**TASK OBJECTIVE**
Down to the final line, print the records below exactly and without pictures.

Records excerpted from a collection:

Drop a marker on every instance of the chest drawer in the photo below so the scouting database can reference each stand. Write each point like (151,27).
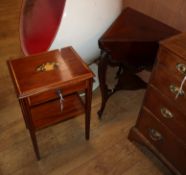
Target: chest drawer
(172,63)
(163,140)
(169,86)
(165,111)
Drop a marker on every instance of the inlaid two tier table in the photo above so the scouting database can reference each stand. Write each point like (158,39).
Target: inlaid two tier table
(48,86)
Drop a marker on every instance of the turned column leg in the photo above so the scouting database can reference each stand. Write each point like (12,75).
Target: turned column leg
(102,68)
(29,123)
(88,100)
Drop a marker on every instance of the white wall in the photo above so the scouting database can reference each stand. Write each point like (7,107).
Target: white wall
(83,22)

**ANSWER**
Drop a marker on every instance of the chest drawer in the photo below so the scouting database can reference each stand. Write each point like (151,27).
Target: chest drawer
(172,63)
(163,140)
(169,86)
(165,111)
Drop a marker on every instance of the inlaid two tier table in the photo above so the scouting database can reference each stand. Write each point like (158,39).
Target: inlaid two tier table
(48,86)
Drop a marker on every instance of the turned column leg in the photo above so the scouting database can reference each stand. Write each point like (12,75).
Target: turned column leg
(102,68)
(29,123)
(88,100)
Drop a marker on every instance of the white wall in the photo above so the scouting database can reference each stand. Write each point like (7,107).
Target: white wall
(83,22)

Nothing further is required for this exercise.